- TASK DESCRIPTION -
Reproduce exactly the lines from the one containing "Pick out every instance of the race" through the last line of the data, both ends included.

- INFORMATION SUPPLIED -
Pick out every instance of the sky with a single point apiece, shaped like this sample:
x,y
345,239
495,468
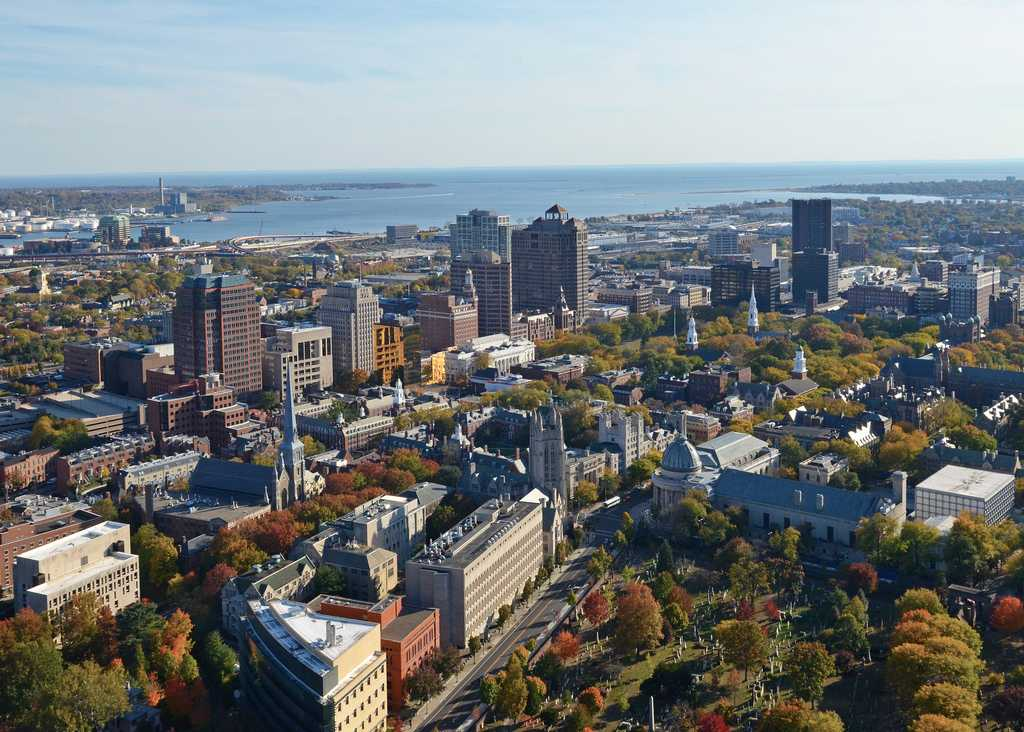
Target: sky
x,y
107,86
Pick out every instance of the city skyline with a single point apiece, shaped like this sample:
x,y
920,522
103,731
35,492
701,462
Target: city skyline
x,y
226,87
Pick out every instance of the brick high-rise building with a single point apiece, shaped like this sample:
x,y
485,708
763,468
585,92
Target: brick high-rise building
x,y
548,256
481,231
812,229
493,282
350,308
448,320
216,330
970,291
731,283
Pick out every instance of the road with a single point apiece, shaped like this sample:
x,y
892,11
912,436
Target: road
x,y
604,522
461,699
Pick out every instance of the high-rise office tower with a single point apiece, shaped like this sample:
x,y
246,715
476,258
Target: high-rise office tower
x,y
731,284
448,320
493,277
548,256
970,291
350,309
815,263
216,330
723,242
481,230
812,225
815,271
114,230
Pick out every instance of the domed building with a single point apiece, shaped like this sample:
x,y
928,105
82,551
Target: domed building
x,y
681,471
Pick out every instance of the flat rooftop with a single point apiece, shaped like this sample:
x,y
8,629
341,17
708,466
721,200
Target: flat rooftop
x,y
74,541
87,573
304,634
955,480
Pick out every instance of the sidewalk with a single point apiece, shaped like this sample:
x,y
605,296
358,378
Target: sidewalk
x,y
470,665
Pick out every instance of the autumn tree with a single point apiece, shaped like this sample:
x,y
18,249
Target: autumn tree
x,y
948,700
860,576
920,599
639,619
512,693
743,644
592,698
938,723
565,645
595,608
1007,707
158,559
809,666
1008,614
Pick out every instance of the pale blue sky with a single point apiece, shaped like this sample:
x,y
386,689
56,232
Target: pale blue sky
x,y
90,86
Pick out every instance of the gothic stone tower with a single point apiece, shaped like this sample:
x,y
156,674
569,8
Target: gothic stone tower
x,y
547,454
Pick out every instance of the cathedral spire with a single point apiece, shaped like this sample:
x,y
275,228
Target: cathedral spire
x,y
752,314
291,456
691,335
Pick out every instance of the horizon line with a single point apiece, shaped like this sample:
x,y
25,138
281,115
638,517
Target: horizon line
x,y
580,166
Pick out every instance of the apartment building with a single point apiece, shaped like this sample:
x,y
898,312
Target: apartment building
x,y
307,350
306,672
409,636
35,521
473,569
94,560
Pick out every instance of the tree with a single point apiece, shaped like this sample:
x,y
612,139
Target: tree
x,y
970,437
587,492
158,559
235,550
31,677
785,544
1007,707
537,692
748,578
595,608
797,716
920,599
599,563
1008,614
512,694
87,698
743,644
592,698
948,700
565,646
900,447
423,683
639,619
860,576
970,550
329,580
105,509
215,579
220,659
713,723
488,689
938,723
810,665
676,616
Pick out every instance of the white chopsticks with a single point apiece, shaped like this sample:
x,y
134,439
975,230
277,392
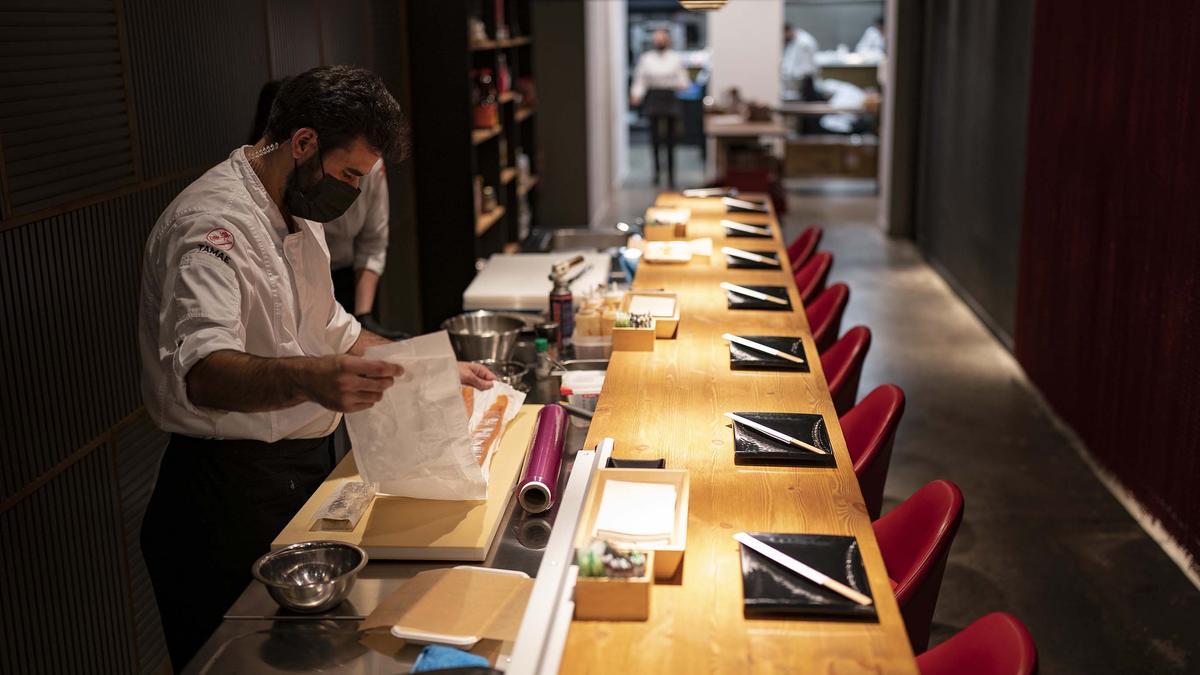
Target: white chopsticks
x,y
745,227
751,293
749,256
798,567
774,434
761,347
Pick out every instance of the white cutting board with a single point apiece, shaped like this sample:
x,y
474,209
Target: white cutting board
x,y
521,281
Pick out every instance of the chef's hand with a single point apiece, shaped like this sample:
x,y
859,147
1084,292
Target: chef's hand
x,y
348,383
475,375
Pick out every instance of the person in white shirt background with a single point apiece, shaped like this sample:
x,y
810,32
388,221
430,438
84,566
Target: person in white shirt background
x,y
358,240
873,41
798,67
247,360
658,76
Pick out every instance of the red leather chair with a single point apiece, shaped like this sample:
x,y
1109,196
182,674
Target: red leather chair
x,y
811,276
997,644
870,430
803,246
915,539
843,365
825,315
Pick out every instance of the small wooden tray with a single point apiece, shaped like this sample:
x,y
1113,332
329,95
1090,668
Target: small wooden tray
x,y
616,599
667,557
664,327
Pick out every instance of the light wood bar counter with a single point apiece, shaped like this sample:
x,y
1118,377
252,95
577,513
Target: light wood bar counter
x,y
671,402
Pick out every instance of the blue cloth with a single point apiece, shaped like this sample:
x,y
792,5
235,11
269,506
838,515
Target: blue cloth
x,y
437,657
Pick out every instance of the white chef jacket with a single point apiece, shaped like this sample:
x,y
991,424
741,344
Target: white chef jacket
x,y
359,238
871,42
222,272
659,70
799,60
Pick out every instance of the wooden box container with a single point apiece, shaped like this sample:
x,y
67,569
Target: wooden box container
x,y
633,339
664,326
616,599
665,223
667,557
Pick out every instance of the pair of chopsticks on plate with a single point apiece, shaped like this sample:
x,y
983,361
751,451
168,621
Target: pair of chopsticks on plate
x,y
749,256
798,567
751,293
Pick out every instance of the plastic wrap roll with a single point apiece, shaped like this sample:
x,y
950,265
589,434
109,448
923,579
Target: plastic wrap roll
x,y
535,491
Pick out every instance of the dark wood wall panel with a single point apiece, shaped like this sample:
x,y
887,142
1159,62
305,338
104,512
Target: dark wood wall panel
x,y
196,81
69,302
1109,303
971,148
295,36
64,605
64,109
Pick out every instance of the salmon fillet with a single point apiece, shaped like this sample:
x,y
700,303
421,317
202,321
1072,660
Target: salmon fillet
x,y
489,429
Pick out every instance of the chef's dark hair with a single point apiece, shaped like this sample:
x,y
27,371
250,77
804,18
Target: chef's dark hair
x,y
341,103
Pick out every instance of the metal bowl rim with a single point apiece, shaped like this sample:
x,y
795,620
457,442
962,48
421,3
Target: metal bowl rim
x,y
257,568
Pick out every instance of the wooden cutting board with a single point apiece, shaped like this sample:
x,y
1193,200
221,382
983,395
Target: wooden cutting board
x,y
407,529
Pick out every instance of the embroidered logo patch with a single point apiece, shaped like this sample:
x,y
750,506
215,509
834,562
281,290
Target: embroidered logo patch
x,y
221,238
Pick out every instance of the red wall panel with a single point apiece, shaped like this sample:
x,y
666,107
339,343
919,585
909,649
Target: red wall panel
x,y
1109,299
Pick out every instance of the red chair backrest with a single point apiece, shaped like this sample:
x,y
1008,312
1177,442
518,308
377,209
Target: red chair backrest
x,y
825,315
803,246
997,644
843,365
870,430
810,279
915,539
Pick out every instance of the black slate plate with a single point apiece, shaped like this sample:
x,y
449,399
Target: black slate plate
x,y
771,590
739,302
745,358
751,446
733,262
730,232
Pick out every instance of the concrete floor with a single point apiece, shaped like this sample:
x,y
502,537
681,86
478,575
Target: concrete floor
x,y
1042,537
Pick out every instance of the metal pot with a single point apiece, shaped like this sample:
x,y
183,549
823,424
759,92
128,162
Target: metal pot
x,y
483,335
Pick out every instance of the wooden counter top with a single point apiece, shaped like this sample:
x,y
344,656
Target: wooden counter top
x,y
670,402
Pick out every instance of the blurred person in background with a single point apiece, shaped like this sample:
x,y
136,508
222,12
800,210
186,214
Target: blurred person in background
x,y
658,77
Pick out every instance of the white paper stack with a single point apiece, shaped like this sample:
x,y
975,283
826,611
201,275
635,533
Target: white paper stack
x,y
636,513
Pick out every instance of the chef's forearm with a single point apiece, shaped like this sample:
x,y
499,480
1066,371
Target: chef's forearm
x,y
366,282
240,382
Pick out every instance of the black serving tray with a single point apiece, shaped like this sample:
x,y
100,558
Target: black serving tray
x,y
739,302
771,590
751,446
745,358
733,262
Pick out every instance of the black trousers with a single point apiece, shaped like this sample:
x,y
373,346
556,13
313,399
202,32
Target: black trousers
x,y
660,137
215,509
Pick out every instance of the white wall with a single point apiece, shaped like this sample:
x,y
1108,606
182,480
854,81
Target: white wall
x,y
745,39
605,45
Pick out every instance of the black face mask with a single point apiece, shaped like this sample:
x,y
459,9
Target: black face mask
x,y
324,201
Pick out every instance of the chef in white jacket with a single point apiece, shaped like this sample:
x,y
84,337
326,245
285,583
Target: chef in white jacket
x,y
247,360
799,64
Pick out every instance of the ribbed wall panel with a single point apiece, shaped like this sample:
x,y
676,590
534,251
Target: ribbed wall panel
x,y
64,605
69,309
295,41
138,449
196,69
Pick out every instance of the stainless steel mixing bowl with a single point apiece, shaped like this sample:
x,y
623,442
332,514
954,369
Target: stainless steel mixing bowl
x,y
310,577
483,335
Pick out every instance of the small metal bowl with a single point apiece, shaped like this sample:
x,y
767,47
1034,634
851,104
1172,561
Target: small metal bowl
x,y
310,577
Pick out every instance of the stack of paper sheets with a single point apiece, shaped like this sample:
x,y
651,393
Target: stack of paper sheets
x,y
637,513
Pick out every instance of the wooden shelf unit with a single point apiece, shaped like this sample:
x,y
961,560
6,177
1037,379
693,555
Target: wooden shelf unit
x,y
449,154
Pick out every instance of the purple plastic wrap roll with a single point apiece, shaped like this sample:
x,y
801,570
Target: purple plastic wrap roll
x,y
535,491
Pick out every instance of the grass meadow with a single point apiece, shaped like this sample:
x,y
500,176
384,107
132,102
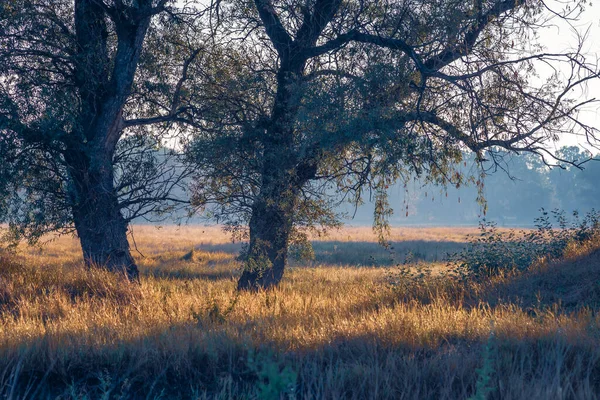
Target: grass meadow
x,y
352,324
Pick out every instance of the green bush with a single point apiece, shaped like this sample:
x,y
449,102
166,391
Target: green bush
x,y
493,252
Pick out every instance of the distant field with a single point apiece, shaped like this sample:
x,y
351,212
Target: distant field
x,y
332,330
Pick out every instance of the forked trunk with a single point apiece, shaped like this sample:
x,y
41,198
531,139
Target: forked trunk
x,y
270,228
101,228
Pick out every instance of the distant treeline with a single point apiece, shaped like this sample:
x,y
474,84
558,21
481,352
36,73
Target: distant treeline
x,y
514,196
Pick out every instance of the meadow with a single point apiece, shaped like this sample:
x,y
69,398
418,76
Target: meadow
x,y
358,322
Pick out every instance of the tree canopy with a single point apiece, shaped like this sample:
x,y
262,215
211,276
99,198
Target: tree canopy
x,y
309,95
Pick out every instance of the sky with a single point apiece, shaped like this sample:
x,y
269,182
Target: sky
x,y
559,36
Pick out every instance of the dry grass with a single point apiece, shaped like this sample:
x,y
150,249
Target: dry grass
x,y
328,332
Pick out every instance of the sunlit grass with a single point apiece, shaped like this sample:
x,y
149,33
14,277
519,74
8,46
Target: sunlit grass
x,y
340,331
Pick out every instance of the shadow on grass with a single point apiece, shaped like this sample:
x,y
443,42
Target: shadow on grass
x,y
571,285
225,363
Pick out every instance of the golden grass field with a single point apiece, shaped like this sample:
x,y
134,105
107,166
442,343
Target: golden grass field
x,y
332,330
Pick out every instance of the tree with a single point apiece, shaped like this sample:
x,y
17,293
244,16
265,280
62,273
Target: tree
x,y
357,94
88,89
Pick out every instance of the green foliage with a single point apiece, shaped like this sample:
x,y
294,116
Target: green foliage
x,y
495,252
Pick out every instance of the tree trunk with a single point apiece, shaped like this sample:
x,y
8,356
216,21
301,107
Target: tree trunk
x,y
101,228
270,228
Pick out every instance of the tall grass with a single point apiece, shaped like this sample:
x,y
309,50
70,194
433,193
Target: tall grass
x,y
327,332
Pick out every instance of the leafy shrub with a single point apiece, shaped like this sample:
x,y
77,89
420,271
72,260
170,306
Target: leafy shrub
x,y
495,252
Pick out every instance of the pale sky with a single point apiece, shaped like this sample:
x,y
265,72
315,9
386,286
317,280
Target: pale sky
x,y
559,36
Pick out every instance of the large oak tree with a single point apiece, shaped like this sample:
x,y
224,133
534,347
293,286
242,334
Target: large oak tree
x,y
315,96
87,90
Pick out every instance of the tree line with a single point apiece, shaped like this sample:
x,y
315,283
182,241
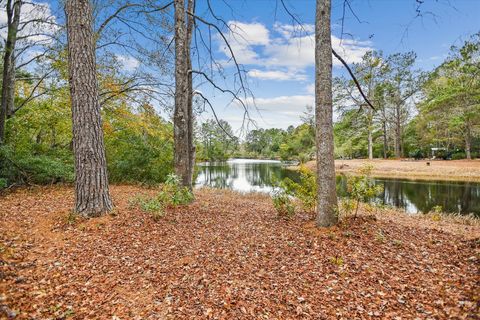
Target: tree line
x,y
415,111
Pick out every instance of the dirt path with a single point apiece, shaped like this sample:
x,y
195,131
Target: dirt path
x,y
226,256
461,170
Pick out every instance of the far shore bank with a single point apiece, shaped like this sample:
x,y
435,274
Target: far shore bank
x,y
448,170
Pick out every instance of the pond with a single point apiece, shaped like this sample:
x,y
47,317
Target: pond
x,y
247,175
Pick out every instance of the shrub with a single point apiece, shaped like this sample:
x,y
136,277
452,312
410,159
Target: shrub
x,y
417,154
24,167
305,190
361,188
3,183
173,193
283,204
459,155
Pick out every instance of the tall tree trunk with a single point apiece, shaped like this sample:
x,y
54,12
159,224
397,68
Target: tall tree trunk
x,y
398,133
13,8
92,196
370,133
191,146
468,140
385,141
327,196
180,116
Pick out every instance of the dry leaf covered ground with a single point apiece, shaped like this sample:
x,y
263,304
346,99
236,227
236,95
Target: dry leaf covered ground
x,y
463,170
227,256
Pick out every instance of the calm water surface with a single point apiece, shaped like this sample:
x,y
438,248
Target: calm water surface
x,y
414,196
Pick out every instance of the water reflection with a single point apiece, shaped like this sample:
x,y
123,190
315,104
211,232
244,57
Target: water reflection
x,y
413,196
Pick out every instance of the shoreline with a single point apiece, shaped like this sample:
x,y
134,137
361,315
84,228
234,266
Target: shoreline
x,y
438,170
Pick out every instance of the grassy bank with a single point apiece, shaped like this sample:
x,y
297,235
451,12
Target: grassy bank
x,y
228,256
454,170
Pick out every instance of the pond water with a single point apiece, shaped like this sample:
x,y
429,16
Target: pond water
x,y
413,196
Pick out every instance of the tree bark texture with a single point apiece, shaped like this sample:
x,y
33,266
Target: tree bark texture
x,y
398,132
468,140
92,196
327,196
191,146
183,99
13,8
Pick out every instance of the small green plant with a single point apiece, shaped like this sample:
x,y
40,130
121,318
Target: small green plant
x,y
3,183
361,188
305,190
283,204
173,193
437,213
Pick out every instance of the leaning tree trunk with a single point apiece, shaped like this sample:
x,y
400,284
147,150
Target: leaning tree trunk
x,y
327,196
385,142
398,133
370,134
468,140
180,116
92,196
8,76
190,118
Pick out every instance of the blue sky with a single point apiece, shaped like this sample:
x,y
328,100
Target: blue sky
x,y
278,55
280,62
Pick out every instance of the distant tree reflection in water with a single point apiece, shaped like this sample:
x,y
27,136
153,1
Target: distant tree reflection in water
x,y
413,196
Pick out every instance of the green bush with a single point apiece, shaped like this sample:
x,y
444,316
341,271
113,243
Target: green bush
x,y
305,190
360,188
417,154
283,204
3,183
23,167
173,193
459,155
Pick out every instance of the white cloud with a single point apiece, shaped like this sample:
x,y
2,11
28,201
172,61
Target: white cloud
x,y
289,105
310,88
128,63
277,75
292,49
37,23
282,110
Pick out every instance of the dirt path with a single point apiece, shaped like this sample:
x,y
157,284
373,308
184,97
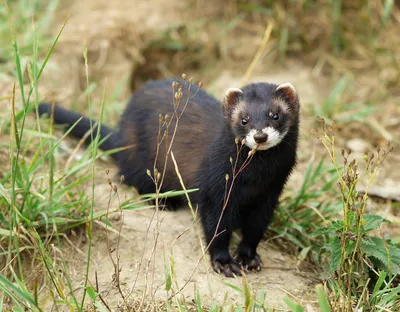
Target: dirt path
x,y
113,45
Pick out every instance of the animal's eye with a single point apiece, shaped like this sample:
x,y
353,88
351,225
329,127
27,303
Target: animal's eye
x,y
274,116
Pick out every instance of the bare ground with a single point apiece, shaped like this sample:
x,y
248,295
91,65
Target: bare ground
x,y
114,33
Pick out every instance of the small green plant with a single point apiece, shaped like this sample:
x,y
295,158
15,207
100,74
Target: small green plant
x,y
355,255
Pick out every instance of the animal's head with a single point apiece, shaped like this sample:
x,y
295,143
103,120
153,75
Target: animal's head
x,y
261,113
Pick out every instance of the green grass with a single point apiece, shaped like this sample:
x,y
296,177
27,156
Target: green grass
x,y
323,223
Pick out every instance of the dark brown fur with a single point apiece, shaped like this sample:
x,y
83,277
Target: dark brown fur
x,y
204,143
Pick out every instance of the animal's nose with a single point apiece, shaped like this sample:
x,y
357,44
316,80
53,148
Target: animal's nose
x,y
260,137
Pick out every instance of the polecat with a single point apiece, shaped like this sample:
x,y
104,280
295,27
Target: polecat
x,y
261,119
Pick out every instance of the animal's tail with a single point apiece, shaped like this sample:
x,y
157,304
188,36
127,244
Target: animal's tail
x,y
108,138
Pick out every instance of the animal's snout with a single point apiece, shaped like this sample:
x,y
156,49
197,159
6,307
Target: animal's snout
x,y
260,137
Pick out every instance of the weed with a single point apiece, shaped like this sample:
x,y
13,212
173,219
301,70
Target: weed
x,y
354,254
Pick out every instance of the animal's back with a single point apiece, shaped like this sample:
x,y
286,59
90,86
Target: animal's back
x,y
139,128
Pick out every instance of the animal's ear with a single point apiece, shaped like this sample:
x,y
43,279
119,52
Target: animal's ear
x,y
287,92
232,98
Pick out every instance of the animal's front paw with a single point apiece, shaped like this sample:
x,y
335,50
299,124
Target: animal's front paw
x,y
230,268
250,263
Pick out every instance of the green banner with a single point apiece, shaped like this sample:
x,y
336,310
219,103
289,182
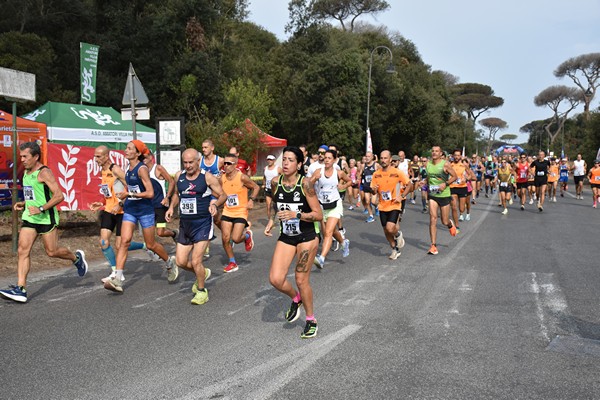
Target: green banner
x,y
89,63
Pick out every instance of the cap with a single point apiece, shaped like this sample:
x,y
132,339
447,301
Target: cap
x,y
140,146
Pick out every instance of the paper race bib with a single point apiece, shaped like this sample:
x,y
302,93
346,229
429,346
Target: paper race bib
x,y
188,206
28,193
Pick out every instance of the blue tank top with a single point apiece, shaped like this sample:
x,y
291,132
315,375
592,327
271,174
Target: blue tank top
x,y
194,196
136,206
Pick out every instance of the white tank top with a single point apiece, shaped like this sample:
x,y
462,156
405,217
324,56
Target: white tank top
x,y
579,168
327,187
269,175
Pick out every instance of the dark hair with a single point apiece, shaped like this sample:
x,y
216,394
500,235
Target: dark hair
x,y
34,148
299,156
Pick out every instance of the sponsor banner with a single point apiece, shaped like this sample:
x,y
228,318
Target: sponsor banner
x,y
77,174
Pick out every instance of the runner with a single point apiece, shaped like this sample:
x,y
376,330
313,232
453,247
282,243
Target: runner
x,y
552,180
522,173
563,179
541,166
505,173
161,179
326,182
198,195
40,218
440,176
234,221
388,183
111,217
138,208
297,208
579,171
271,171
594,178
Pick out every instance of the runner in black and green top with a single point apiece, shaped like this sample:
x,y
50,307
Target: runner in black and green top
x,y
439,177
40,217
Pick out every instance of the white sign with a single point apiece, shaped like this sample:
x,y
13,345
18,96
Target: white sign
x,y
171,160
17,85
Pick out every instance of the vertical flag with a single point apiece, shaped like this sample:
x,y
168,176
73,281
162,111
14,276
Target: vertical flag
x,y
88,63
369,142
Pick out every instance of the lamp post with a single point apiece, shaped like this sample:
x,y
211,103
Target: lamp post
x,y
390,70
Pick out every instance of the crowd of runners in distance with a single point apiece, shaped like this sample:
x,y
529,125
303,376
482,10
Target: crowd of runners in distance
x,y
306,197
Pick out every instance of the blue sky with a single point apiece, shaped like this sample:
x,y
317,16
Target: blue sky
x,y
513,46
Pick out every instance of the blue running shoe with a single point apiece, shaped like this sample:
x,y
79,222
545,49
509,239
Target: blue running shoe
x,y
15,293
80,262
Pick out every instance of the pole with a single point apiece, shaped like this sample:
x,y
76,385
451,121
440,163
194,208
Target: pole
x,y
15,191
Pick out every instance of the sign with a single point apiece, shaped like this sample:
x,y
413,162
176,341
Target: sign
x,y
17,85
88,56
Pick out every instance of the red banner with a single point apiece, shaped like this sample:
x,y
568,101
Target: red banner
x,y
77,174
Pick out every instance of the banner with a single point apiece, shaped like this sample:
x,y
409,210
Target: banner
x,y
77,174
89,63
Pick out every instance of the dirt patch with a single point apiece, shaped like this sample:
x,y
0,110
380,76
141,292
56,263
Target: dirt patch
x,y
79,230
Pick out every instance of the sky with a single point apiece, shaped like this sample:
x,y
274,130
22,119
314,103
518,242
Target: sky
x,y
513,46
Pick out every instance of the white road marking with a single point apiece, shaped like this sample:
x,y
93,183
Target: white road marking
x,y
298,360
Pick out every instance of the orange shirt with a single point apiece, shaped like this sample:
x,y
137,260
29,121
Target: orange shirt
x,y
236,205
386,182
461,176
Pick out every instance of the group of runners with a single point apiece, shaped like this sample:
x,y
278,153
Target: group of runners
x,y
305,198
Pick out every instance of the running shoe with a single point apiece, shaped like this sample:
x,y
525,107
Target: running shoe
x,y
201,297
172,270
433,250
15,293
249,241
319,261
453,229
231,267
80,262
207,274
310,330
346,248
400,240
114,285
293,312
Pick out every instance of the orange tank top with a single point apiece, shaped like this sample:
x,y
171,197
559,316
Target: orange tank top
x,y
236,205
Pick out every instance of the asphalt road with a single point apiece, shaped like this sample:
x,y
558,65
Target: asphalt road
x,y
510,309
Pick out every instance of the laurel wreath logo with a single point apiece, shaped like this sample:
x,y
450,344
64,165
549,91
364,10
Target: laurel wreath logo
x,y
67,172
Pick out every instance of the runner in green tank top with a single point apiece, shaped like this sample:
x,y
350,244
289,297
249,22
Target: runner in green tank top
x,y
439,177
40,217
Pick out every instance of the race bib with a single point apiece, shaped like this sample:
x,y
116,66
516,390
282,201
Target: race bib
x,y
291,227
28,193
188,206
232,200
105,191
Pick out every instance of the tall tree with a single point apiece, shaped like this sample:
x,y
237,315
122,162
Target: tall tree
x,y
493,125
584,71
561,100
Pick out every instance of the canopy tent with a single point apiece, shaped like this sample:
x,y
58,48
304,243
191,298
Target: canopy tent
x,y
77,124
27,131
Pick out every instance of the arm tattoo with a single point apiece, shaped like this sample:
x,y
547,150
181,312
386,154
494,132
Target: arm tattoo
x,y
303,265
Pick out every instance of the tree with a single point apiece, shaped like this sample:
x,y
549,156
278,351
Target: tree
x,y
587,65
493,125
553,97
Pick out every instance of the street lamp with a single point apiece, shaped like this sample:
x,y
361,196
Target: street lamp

- COMPLETED TASK -
Pick out every instance of the race bib with a single point apiece, shaped like this sample:
x,y
116,66
516,390
282,201
Target: race bib
x,y
291,227
28,193
188,206
232,200
105,191
Pick out every instance of the tall tree with a single point apiece, shaped like this sample:
x,y
237,315
122,162
Target: tall tree
x,y
493,125
584,71
561,100
Pick out every instance of the canopy tent with a single point apiece, shaped like this sample:
x,y
58,48
304,243
191,298
Target: canopy tent
x,y
77,124
27,131
Pick out every instance of the arm tattoo with a single point apiece, shaped like this sample:
x,y
547,150
181,312
386,154
494,132
Target: arm tattoo
x,y
303,265
Pick out every instance of the tree with a single point apiece, shaped like this sample:
x,y
549,156
278,351
Target: tree
x,y
587,65
493,125
553,97
Pick out every instance of the street lamp with a single point apiece, shaped like this sample:
x,y
361,196
Target: street lamp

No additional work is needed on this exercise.